_Input material_
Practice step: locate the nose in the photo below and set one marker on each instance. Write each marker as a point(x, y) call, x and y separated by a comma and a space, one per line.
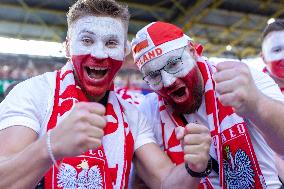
point(167, 79)
point(99, 51)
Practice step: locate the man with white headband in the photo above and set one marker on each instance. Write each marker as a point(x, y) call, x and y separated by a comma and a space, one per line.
point(192, 93)
point(273, 56)
point(71, 128)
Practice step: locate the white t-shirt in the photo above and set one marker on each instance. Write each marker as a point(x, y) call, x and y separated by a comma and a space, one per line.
point(264, 154)
point(30, 105)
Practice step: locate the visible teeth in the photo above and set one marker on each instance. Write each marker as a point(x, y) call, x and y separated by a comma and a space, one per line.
point(98, 69)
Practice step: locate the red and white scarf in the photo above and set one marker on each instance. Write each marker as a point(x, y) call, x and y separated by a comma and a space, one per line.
point(232, 144)
point(106, 167)
point(267, 72)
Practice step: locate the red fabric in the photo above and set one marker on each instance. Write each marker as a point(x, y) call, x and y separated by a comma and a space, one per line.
point(163, 32)
point(230, 140)
point(95, 158)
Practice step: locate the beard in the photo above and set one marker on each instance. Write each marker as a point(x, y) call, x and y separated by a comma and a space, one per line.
point(191, 87)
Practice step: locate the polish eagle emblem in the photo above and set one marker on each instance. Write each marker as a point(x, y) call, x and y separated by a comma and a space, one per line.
point(238, 170)
point(67, 177)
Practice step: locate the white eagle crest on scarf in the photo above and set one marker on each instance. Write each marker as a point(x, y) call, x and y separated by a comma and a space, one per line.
point(238, 170)
point(87, 178)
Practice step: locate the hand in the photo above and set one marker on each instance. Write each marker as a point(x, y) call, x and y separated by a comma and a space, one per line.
point(80, 131)
point(236, 87)
point(196, 141)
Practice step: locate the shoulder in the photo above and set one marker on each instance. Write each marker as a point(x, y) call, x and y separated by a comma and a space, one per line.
point(266, 84)
point(149, 103)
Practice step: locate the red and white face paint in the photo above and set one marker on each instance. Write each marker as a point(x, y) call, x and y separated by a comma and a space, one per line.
point(182, 90)
point(96, 48)
point(273, 53)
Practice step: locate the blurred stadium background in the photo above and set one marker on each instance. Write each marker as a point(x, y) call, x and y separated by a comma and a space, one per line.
point(32, 32)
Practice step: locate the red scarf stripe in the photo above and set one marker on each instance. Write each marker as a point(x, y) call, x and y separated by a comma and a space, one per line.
point(216, 113)
point(95, 158)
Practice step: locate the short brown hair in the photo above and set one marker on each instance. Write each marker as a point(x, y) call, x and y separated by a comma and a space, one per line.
point(108, 8)
point(278, 25)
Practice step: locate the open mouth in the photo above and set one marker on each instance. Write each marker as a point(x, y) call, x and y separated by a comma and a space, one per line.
point(179, 92)
point(96, 73)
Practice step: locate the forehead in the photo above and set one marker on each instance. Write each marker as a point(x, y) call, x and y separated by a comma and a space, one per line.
point(161, 61)
point(98, 26)
point(273, 38)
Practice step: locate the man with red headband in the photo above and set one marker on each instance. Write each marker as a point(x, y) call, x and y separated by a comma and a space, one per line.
point(273, 56)
point(69, 127)
point(192, 93)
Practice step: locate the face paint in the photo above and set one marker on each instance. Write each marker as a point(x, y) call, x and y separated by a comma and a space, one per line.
point(273, 53)
point(183, 90)
point(93, 75)
point(97, 51)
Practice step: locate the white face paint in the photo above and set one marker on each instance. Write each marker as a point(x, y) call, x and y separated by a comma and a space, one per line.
point(168, 79)
point(102, 37)
point(273, 46)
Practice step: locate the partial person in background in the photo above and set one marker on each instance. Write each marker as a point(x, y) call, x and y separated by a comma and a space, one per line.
point(231, 100)
point(10, 87)
point(70, 127)
point(273, 56)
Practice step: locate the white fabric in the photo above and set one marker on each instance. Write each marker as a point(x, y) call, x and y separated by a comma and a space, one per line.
point(263, 152)
point(30, 104)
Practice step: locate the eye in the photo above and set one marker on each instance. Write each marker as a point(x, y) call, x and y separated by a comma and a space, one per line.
point(87, 41)
point(111, 43)
point(173, 63)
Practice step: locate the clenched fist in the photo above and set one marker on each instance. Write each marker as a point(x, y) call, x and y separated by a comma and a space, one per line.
point(196, 141)
point(236, 87)
point(80, 131)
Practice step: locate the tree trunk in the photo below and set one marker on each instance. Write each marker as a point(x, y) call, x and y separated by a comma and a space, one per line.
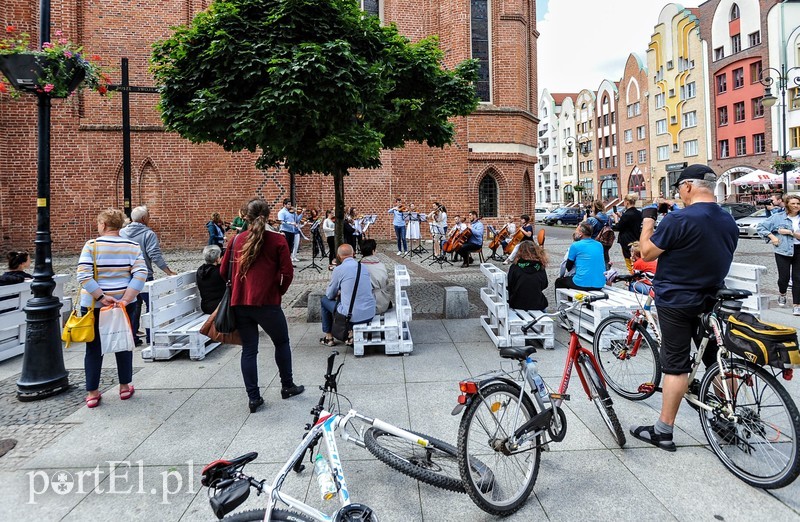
point(338, 184)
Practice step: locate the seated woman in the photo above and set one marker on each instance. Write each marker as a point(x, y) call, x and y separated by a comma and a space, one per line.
point(378, 275)
point(527, 278)
point(18, 262)
point(210, 283)
point(643, 286)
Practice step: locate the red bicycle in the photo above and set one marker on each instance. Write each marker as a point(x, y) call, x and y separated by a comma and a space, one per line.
point(503, 428)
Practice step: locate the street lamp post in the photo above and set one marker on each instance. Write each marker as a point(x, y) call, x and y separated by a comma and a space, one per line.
point(780, 79)
point(43, 371)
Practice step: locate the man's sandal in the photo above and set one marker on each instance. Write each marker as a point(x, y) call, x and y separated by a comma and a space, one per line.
point(648, 434)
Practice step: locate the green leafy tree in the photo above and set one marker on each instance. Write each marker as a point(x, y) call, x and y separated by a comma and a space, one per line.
point(315, 85)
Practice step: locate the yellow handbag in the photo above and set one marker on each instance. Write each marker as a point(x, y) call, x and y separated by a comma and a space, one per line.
point(80, 329)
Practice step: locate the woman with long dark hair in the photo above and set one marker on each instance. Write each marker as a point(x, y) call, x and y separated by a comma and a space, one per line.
point(262, 272)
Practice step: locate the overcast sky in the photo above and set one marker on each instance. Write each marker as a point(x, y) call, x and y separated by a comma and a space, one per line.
point(583, 42)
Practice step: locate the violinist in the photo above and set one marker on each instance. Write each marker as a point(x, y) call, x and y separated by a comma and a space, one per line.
point(399, 222)
point(526, 233)
point(475, 241)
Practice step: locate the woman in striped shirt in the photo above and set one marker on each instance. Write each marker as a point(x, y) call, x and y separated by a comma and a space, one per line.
point(120, 276)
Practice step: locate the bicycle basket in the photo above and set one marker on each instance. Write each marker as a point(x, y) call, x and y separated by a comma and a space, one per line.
point(762, 343)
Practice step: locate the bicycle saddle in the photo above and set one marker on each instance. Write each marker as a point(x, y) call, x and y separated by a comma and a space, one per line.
point(517, 352)
point(732, 293)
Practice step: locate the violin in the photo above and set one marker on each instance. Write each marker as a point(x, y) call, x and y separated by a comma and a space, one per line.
point(498, 237)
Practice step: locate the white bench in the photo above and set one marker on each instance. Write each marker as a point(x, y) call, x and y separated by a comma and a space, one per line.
point(587, 318)
point(390, 329)
point(504, 324)
point(174, 318)
point(13, 327)
point(743, 276)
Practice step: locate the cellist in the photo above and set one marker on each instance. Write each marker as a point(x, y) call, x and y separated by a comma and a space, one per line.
point(475, 241)
point(527, 235)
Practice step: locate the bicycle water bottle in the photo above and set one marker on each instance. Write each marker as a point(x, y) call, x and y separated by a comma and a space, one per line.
point(533, 375)
point(327, 486)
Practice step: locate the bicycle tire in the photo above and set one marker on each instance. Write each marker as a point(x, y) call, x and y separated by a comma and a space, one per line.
point(738, 446)
point(624, 374)
point(484, 466)
point(436, 465)
point(278, 515)
point(602, 400)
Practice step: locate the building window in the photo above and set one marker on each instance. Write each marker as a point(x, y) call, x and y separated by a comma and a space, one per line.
point(690, 119)
point(690, 148)
point(758, 107)
point(755, 71)
point(487, 197)
point(722, 83)
point(741, 146)
point(759, 145)
point(480, 47)
point(738, 111)
point(688, 91)
point(371, 6)
point(738, 78)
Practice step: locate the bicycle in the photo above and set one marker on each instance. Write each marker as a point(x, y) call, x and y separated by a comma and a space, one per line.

_Task brief_
Please output only the lines from the one holding "Practice step: locate the cellist" to the end of the records, first and last included, exactly as they appear.

_Written solution_
Practice step: locate the cellist in the photo above and set one marker on each instance. Write each marker as a point(x, y) call, x and y separated by a comma and a space, one per line.
point(475, 241)
point(527, 235)
Practice step: locate the bicycle water bottle in the photo above and set one marker on each instance. Write each marker as a point(x, y) call, x and y separated by a comma and a space, one per line.
point(533, 375)
point(327, 486)
Practice step: locate the bicycle tire in the photo above and set one marker on each instance. Write each marker as a point(x, y) call, x and y separated by a comma and a space, one per line.
point(738, 446)
point(624, 374)
point(484, 466)
point(436, 465)
point(278, 515)
point(602, 400)
Practice step: locate the building window in the photo above and set one marker on each instance. Write each marker as a point(x, y) call, x and y separated by a comma and a space, one per line.
point(690, 119)
point(690, 148)
point(758, 107)
point(755, 71)
point(487, 197)
point(722, 83)
point(741, 146)
point(759, 145)
point(480, 47)
point(738, 111)
point(688, 91)
point(371, 6)
point(738, 78)
Practice step: locate the bicycle in the photo above and set one marker on each instance. Write each marker as a point(x, y) call, x and y separated by a comma and a space, one per line.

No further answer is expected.